Supplied material START

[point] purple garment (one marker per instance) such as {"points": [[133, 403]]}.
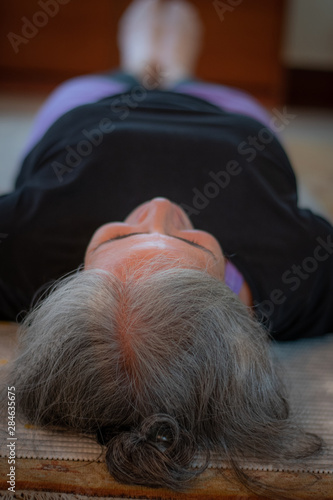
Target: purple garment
{"points": [[69, 95], [233, 278], [92, 88], [227, 98]]}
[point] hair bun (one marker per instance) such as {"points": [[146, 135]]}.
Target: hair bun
{"points": [[157, 453], [160, 429]]}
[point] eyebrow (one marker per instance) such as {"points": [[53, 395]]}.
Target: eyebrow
{"points": [[192, 243]]}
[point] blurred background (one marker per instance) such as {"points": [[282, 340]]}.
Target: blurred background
{"points": [[281, 51]]}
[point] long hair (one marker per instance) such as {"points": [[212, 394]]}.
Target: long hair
{"points": [[159, 365]]}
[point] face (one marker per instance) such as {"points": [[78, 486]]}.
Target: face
{"points": [[155, 227]]}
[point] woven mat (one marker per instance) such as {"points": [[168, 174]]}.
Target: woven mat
{"points": [[308, 367]]}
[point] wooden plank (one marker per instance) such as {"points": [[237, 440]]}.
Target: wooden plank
{"points": [[93, 479]]}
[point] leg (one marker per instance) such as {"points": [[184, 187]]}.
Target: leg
{"points": [[168, 34], [73, 93]]}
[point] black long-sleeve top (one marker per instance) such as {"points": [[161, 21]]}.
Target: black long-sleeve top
{"points": [[99, 161]]}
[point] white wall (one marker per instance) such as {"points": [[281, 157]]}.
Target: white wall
{"points": [[308, 40]]}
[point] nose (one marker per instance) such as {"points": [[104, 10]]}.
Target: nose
{"points": [[161, 216]]}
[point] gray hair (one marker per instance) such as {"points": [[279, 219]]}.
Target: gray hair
{"points": [[159, 365]]}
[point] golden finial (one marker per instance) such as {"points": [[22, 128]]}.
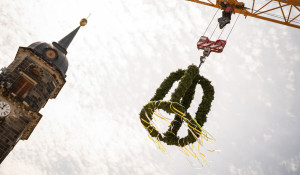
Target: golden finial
{"points": [[83, 21]]}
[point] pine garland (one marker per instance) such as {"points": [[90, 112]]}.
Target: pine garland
{"points": [[179, 103]]}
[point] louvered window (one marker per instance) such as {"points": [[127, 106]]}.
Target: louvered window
{"points": [[21, 87]]}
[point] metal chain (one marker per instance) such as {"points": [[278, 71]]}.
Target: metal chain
{"points": [[210, 22]]}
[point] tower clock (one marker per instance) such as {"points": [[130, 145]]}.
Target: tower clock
{"points": [[36, 75]]}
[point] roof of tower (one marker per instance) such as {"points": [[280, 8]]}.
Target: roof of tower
{"points": [[55, 53]]}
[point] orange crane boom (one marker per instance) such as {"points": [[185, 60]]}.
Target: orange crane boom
{"points": [[288, 19]]}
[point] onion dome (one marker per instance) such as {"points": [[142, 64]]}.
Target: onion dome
{"points": [[56, 52]]}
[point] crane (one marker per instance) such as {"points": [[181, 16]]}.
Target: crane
{"points": [[233, 6], [286, 13]]}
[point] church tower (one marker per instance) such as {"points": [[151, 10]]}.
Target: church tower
{"points": [[36, 75]]}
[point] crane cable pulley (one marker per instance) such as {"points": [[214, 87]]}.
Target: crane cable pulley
{"points": [[207, 49]]}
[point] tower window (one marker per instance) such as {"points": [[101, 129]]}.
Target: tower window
{"points": [[21, 87]]}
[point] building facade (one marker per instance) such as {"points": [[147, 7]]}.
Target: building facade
{"points": [[36, 75]]}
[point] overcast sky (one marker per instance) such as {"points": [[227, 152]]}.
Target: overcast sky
{"points": [[118, 61]]}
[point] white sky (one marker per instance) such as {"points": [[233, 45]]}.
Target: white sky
{"points": [[119, 59]]}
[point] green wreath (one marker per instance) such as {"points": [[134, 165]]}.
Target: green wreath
{"points": [[179, 103]]}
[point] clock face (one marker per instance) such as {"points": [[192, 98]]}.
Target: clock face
{"points": [[4, 109]]}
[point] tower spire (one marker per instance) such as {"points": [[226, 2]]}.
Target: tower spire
{"points": [[64, 43]]}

Supplied material END

[Exercise instructions]
The records above should be returned exactly, with only their pictures held back.

[Problem solution]
[point] purple garment (one marker per instance) such as {"points": [[133, 403]]}.
Target: purple garment
{"points": [[69, 95], [233, 278], [92, 88], [227, 98]]}
[point] hair bun (one marker per instance) such as {"points": [[146, 135]]}.
Target: hair bun
{"points": [[157, 453], [160, 429]]}
[point] eyebrow (one marker per instance) such as {"points": [[53, 395]]}.
Target: eyebrow
{"points": [[192, 243]]}
[point] blurred background (one marker per instance) such as {"points": [[282, 340]]}.
Target: blurred background
{"points": [[281, 51]]}
[point] long hair (one marker per instance) such as {"points": [[212, 394]]}.
Target: long hair
{"points": [[159, 365]]}
[point] face (one marker per instance) such as {"points": [[78, 486]]}.
Target: face
{"points": [[155, 227]]}
[point] woven mat (one marker per instance) such as {"points": [[168, 174]]}.
Target: woven mat
{"points": [[308, 367]]}
[point] wooden plank (one marker per instance) such as {"points": [[237, 440]]}.
Target: wooden plank
{"points": [[93, 479]]}
[point] leg (one marker per instance) such as {"points": [[184, 187]]}.
Target: leg
{"points": [[168, 34], [73, 93]]}
[point] black long-sleeve top (one marker per instance) such as {"points": [[161, 21]]}.
Target: black long-sleeve top
{"points": [[99, 161]]}
[point] white wall (one marker per instance) such as {"points": [[281, 157]]}.
Target: white wall
{"points": [[308, 40]]}
[point] nose (one marker per instance) such as {"points": [[104, 10]]}.
Target: nose
{"points": [[161, 216]]}
[point] gray hair (one marker per instance) such as {"points": [[279, 219]]}.
Target: gray hair
{"points": [[159, 365]]}
[point] golden finial (one marker per instance) such as {"points": [[22, 128]]}.
Target: golden finial
{"points": [[83, 21]]}
[point] pine garland (one marker per instance) such as {"points": [[90, 112]]}.
Target: pine garland
{"points": [[179, 103]]}
[point] louvered window (one marker per instance) such as {"points": [[127, 106]]}.
Target: louvered window
{"points": [[21, 87]]}
[point] metal chain (one marker per instance) such as {"points": [[278, 71]]}.
Target: metal chain
{"points": [[210, 22]]}
[point] tower clock (one marker per instance) such as {"points": [[130, 145]]}.
Target: tower clock
{"points": [[36, 75]]}
[point] roof of tower (one marker per instance) such as {"points": [[280, 8]]}.
Target: roof of tower
{"points": [[55, 53]]}
[point] orange crane boom (one marker per instance) such as {"points": [[185, 60]]}.
Target: orange crane boom
{"points": [[288, 19]]}
[point] onion dome (one marker per instance) such as {"points": [[142, 64]]}.
Target: onion dome
{"points": [[56, 52]]}
[point] crane (one marker per instance) such as {"points": [[181, 16]]}.
Target: crane
{"points": [[233, 6], [286, 13]]}
[point] church tower (one marker per instance) such as {"points": [[151, 10]]}.
Target: church tower
{"points": [[36, 75]]}
[point] crane cable pulley (one marker per instance) such as {"points": [[214, 87]]}.
Target: crane cable pulley
{"points": [[207, 49]]}
[point] tower window (one marker per instance) such as {"points": [[101, 129]]}.
Target: tower window
{"points": [[21, 87]]}
[point] building facade (one marker per instance) such as {"points": [[147, 7]]}.
Target: building facade
{"points": [[36, 75]]}
[point] overcast sky (one marker per instance) such as {"points": [[227, 152]]}.
Target: overcast sky
{"points": [[118, 61]]}
[point] white sky (one marker per instance) such as {"points": [[233, 45]]}.
Target: white sky
{"points": [[119, 59]]}
[point] green wreath (one marker per instance) such as {"points": [[134, 165]]}.
Target: green wreath
{"points": [[179, 103]]}
[point] clock face (one marker per instance) such as {"points": [[192, 98]]}.
Target: clock face
{"points": [[4, 109]]}
[point] tower spire (one marker per instance) such as {"points": [[226, 2]]}.
Target: tower spire
{"points": [[64, 43]]}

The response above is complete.